#### Teks Bacaan:
....................

KOMPAS.com - Murtede alias Amaq Sinta (34), pria yang membunuh dua begal di Jalan Raya Desa Ganti, Kecamatan Praya Timur, Lombok Tengah, Nusa Tenggara Barat (NTB), pada Minggu (10/4/2022) sekitar pukul 24.00 Wita, dijadikan polisi sebagai tersangka.
Diketahui, dalam peristiwa itu dua begal yang tewas yakni berinisial P (30), dan OWP (21).
Dalam kasus ini, polisi juga menangkap dua pelaku lain yakni W (32), dan H (17) yang merupakan rekan dari terduga pelaku P dan OWP yang sudah tewas di lokasi saat beraksi.
Saat ini, Polres Lombok Tengah telah menangguhkan penahanan terhadap Amaq Sinta.
Amaq Sinta diberikan penangguhan setelah mendapatkan permintaan dari Kepala Desa setempat untuk menjamin akan tetap mematuhi peroses hukum yang berlaku atas kasusnya tersebut.
Lalu, apakah membela diri saat nyawa terancam bisa ditetapkan sebagai tersangka?

....................

#### Tujuan 1:
Tolong jawab pertanyaan berikut berdasarkan berita tentang Amaq Sinta.
(a) Berapa usia Amaq Sinta?
(b) Apa inisial dua pelaku lain yang ditangkap polisi?
(c) Siapa yang mengajukan permintaan sehingga Amaq Sinta mendapat penangguhan penahanan?
#### Tujuan 2:
Teruskan berita tentang Amaq Sinta mulai setelah kalimat terakhirnya.

Item anotasi wilayah
....................

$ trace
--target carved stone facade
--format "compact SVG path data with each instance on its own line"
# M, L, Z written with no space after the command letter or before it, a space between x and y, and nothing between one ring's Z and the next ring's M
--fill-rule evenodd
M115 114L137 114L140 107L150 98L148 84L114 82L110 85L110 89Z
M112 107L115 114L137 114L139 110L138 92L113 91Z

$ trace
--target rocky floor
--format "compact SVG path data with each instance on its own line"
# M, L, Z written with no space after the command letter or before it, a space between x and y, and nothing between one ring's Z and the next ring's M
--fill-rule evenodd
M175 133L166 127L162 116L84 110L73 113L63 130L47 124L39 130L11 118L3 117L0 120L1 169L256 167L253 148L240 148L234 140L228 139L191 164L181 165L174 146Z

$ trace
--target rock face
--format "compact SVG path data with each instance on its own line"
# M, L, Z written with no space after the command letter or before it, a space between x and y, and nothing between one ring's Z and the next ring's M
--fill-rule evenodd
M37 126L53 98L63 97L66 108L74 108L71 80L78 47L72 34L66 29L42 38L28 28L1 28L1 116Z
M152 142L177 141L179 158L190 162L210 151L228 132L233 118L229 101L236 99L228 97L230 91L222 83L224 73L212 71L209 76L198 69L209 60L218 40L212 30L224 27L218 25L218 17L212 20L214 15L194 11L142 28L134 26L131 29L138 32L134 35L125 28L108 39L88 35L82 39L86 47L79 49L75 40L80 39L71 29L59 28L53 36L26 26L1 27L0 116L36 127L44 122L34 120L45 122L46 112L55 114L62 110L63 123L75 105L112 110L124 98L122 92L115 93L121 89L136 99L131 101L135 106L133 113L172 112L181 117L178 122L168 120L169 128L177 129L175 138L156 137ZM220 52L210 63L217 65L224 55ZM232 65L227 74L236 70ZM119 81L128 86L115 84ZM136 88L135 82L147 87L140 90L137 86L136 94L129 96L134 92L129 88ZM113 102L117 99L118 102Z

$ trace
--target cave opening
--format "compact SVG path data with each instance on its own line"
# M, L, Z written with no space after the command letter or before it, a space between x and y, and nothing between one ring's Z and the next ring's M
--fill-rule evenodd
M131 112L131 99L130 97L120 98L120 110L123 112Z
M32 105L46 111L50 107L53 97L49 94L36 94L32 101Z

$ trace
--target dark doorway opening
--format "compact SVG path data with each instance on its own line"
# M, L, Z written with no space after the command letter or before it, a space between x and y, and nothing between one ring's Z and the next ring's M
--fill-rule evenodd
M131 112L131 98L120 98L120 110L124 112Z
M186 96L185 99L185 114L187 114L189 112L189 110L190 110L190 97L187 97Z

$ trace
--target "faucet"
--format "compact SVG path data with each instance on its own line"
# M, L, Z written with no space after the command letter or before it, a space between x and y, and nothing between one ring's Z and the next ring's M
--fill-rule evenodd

....................

#### Jawaban 1:
(a) 34 tahun.
(b) W dan H.
(c) Kepala Desa setempat.

#### Jawaban 2:
Pengamat Hukum Mulyadi mengatakan, seseorang yang terpaksa membela diri karena nyawanya terancam tidak bisa dijadikan tersangka.
Baca juga: Korban Begal Jadi Tersangka Usai Tewaskan Pembegal, Pengamat Sebut Harus Dilihat Kronologinya Dulu
Hal itu, kata Mulyadi, diatur dalam Pasal 48 KUHP yang menyebutkan, orang yang melakukan tindak pidana karena pengaruh daya paksa tidak dapat di pidana.
Mulyadi menyebut, tindakan tersebut dikenal dengan overmacht atau keadaan memaksa yang membuat bersangkutan melakukan kegiatan luar biasa dan tak bisa dihindarkan.
"Jadi menurut saya, korban begal tersebut tidak bisa dijadikan tersangka," katanya melalui sambungan telepon kepada Kompas.com, Kamis (14/4/2022) malam.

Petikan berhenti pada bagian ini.